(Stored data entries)
::::
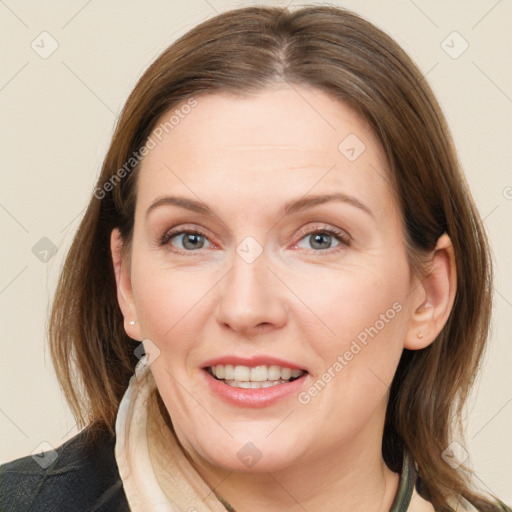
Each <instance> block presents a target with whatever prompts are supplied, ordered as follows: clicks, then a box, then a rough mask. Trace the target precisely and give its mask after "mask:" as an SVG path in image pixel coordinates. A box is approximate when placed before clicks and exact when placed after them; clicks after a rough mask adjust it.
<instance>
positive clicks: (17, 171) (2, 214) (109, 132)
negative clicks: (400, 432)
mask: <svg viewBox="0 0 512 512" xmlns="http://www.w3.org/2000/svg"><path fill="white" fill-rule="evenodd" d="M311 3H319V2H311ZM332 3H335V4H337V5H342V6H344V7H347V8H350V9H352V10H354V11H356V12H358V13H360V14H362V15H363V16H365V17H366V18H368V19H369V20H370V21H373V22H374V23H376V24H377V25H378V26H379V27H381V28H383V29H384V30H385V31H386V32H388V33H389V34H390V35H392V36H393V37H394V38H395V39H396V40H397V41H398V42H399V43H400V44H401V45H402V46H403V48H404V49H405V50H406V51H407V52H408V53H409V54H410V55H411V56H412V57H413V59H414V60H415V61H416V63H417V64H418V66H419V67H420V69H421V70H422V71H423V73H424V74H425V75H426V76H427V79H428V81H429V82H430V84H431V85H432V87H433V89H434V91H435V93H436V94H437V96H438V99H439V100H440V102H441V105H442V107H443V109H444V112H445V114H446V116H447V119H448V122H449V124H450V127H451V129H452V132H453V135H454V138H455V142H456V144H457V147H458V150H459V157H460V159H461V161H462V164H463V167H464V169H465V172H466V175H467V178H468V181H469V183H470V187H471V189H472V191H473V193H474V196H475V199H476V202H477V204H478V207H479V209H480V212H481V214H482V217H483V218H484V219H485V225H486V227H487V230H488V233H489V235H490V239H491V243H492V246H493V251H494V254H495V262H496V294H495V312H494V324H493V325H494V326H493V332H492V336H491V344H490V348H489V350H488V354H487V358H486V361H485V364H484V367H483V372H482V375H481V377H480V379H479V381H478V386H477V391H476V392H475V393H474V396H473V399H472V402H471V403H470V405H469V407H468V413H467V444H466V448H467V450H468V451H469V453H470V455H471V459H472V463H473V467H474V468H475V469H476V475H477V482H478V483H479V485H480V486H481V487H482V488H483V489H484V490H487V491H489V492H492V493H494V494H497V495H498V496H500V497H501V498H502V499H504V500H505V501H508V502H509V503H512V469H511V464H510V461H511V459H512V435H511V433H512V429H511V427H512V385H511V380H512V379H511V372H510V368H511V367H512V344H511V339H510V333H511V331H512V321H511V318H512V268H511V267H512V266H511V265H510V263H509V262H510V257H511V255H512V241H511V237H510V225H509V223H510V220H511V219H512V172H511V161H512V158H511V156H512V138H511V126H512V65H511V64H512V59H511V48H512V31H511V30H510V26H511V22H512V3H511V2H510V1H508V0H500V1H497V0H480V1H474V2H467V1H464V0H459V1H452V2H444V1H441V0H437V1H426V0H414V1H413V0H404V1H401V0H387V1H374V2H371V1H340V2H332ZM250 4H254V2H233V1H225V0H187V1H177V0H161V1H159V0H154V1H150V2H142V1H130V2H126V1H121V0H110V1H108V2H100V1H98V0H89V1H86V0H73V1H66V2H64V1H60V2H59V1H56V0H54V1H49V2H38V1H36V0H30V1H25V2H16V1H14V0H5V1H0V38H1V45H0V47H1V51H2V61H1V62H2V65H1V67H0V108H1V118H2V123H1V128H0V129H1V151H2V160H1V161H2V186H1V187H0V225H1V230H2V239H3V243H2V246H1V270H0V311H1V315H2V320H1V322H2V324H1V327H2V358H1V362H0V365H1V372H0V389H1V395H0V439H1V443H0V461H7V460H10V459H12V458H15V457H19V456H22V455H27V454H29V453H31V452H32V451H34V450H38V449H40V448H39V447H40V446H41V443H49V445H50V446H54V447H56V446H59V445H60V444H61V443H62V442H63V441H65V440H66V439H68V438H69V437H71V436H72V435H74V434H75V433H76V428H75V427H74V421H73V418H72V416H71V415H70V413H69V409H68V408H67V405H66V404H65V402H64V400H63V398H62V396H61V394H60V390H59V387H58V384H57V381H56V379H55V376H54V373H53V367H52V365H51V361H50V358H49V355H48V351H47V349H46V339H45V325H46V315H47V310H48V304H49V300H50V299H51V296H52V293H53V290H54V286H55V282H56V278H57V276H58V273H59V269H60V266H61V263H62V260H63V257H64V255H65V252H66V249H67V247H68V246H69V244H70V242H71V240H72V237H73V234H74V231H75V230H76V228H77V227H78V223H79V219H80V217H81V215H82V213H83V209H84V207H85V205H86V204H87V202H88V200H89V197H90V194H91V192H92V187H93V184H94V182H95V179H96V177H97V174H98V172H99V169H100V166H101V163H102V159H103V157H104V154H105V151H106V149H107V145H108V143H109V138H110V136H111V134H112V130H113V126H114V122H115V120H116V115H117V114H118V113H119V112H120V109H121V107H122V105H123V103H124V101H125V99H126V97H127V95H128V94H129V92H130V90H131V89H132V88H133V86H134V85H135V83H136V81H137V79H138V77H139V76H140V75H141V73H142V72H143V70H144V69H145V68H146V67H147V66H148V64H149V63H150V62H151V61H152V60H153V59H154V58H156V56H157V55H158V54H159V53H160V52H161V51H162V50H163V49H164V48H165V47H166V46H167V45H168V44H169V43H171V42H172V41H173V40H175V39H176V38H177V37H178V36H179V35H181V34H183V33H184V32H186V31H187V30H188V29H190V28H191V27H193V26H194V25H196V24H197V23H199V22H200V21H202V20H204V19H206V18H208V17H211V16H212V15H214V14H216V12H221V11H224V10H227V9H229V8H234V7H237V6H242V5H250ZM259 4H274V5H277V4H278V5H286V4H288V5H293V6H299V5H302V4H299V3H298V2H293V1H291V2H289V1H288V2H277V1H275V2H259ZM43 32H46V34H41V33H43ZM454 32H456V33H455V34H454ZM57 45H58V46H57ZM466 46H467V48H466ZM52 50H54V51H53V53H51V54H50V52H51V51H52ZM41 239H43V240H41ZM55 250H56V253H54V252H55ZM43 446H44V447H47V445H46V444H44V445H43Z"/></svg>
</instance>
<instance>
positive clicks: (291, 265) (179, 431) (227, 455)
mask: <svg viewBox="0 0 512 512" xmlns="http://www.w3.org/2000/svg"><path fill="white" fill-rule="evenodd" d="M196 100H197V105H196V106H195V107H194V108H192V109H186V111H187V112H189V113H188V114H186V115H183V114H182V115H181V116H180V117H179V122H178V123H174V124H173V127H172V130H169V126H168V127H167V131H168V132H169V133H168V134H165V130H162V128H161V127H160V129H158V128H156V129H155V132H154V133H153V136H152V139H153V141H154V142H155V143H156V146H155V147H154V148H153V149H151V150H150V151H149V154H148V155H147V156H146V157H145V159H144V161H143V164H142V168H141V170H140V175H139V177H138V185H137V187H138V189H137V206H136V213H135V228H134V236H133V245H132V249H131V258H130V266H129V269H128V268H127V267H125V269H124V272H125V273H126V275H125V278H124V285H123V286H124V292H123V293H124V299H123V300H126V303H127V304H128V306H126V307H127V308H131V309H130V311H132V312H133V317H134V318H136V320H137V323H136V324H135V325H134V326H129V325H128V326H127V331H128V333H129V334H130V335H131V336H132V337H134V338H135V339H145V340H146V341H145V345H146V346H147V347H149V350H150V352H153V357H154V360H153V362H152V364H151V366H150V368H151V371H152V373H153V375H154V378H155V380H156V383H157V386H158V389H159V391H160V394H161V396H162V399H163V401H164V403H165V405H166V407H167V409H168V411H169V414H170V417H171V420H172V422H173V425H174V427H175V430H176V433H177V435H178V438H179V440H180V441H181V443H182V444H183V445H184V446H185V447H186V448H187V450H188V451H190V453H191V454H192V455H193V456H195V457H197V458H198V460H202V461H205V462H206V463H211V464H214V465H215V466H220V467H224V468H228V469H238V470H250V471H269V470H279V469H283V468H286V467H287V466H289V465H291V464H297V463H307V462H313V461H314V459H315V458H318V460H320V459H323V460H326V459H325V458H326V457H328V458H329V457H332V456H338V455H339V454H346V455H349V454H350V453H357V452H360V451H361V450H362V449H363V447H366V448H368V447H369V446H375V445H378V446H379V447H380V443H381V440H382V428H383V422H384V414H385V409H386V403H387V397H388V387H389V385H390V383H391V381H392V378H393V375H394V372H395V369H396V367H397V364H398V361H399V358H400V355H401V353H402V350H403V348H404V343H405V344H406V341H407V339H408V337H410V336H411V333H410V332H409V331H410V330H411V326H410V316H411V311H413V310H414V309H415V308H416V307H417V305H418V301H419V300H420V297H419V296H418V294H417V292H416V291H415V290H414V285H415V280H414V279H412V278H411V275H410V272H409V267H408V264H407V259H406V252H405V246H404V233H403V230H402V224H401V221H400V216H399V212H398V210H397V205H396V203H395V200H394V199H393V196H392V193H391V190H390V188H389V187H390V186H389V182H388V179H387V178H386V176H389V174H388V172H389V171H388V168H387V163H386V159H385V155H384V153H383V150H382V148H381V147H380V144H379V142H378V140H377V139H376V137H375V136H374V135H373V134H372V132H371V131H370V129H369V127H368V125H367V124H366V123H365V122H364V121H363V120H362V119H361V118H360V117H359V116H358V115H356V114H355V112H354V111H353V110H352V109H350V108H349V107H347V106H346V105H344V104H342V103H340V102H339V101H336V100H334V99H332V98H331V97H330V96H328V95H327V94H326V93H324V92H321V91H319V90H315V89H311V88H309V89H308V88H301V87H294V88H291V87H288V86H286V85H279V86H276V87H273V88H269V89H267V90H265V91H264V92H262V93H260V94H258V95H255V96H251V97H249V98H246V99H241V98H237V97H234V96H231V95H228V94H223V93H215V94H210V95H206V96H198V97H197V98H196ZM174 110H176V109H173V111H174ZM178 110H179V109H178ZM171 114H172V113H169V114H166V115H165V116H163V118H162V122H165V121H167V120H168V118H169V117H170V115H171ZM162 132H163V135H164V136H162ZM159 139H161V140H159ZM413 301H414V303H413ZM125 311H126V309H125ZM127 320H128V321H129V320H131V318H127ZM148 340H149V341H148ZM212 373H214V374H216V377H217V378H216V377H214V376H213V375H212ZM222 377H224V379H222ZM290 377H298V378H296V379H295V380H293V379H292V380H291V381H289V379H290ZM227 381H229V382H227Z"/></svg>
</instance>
::::
- [Required work]:
The lines to return are those in the records above that hold the word "positive".

- [Reply to the exercise]:
positive clicks: (17, 171) (2, 214) (109, 132)
positive clicks: (291, 265) (179, 431) (227, 455)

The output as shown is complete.